▶ _TO BE DONE_:
- 1) In the passage on Cebu Air's postponed IPO, write out word for word the portion that begins at "Activities in the" and stops after "to foreign investors.".
- 2) According to the passage on Cebu Air's postponed IPO, on what date was the company originally scheduled to set the offering price?

Activities in the run up to the listing and trading of
its shares have also been postponed—that includes an
international road show where the company would have
pitched its viability to foreign investors.
When the
actual IPO would take place remains uncertain. “We will
apply a wait and see attitude. In an abnormal market
like this, it is very difficult to reflect the true
price of a stock,” said executive vice president Jose
Pacifico Marcelo in an interview with BusinessMirror.
He added
that Cebu Air would have to give corporate regulators a
revised prospectus before it resumes the plan to go
public.
Late
Wednesday, the company told the stock exchange it has
deferred the IPO. “The company will also not continue
the international road show. Despite positive feedback
regarding the company from international and domestic
investors during the management road show, the timing
and execution of the IPO has been overshadowed by global
economic concerns,” it said in a filing with the
exchange.
The
company was originally scheduled to set the offering
price on January 26 and be ready for the listing and
trading of shares on February 8.

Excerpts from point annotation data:
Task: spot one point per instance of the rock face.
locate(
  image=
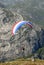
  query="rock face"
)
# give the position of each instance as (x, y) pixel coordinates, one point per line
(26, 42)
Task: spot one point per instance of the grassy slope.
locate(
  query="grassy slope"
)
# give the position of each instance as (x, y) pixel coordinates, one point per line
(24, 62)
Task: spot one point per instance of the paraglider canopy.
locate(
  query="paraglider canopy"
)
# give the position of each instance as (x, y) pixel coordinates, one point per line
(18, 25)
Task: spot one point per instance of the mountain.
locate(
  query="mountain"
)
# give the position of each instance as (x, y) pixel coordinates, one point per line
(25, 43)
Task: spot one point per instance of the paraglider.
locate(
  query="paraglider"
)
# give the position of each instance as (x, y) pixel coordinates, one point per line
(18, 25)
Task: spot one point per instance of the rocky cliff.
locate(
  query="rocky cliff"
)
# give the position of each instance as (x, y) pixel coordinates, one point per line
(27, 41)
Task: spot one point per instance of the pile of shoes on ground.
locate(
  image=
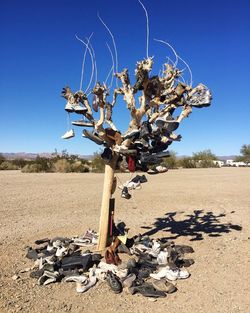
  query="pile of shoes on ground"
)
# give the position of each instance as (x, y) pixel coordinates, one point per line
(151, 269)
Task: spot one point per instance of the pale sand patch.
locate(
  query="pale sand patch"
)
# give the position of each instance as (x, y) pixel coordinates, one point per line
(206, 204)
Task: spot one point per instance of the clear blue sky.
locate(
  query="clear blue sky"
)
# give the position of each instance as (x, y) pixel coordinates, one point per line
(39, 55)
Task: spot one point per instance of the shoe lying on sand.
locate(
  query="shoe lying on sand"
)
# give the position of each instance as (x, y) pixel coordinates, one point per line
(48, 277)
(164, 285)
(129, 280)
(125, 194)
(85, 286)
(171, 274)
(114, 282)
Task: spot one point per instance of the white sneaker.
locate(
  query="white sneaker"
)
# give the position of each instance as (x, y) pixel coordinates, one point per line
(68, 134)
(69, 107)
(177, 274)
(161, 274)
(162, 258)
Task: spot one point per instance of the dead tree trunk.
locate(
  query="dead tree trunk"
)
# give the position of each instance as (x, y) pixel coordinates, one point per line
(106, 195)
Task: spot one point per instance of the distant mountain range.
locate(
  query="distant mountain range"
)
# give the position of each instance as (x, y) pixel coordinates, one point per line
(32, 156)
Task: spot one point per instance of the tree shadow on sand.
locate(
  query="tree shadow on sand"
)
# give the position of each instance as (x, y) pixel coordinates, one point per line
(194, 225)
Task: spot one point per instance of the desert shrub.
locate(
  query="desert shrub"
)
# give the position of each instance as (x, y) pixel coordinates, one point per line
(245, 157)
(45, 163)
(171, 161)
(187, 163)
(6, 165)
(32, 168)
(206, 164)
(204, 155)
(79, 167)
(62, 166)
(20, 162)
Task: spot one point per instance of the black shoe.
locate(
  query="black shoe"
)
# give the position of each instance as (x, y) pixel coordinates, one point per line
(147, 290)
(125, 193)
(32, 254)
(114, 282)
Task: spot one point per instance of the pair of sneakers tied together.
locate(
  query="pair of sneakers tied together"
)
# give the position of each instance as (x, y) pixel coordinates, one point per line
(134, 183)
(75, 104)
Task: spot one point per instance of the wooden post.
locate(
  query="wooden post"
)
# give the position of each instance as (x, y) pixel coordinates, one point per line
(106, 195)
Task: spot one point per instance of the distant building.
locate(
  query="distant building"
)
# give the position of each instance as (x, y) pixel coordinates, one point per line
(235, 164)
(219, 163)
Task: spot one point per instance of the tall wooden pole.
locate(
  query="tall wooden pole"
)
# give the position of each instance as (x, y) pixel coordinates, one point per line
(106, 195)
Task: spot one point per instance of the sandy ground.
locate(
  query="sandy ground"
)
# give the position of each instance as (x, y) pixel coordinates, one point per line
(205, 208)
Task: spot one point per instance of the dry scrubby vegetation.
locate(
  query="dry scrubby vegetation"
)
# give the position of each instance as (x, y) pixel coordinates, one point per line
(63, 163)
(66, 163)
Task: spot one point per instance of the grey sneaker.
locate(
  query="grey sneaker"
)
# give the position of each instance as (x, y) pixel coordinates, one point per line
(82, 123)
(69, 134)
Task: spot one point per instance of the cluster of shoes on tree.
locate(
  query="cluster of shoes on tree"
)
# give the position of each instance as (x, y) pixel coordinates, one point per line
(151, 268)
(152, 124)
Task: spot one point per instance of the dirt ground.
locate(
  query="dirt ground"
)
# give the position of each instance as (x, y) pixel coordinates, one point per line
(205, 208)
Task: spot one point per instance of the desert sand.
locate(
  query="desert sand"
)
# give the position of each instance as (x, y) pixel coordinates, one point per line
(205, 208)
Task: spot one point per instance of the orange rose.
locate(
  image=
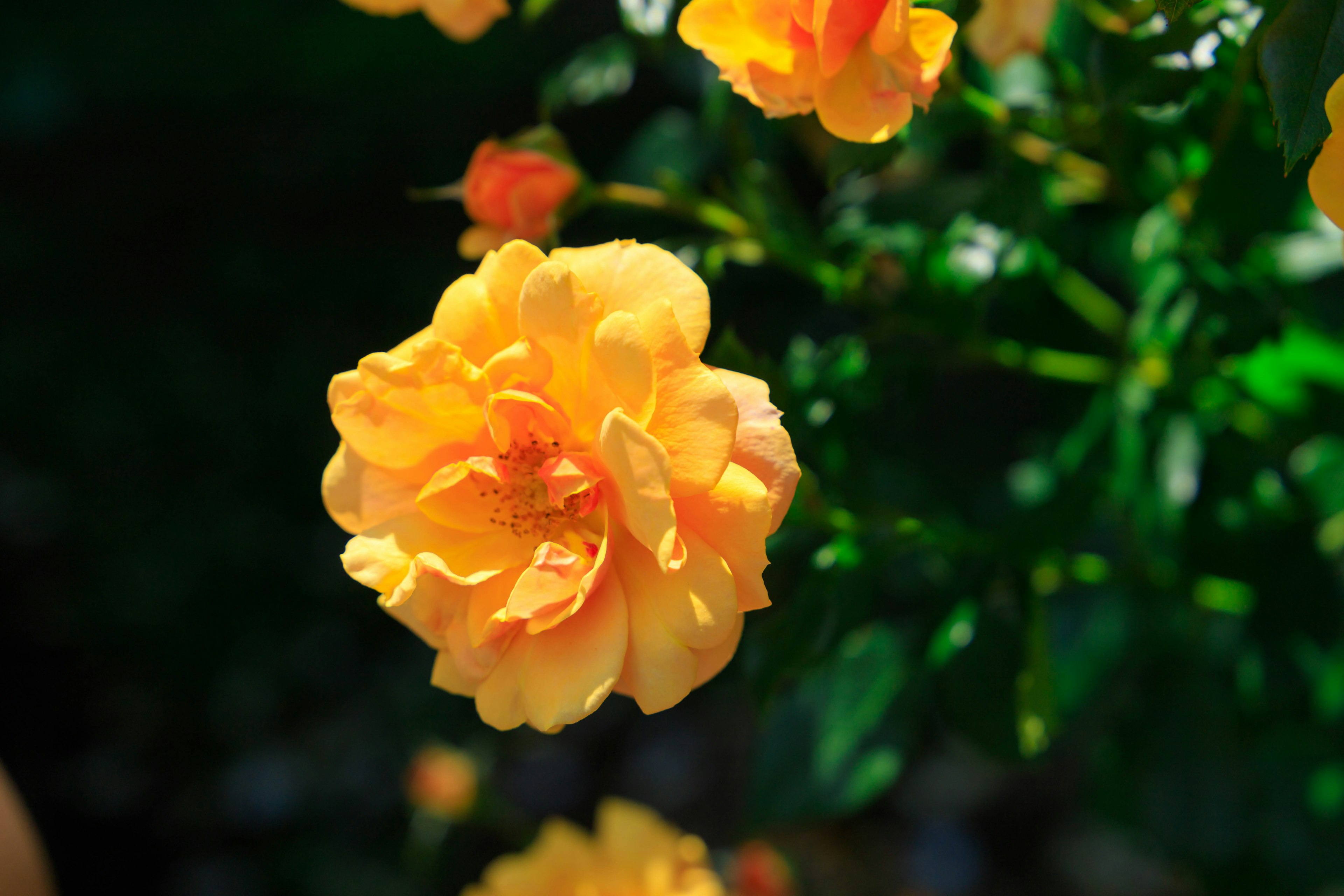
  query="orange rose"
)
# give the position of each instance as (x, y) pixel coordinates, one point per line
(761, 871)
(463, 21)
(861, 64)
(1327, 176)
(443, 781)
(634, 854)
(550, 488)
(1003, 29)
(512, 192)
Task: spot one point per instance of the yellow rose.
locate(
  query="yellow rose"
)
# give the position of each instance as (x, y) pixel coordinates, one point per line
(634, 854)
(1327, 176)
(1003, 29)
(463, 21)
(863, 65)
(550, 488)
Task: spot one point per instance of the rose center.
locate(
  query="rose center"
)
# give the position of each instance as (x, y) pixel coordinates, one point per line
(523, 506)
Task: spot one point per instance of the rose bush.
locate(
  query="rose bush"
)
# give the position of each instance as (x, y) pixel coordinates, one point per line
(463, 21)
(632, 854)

▶ _LIST OF SOLUTIONS_:
- 1)
Activities in the run up to the listing and trading of
its shares have also been postponed—that includes an
international road show where the company would have
pitched its viability to foreign investors.

- 2) January 26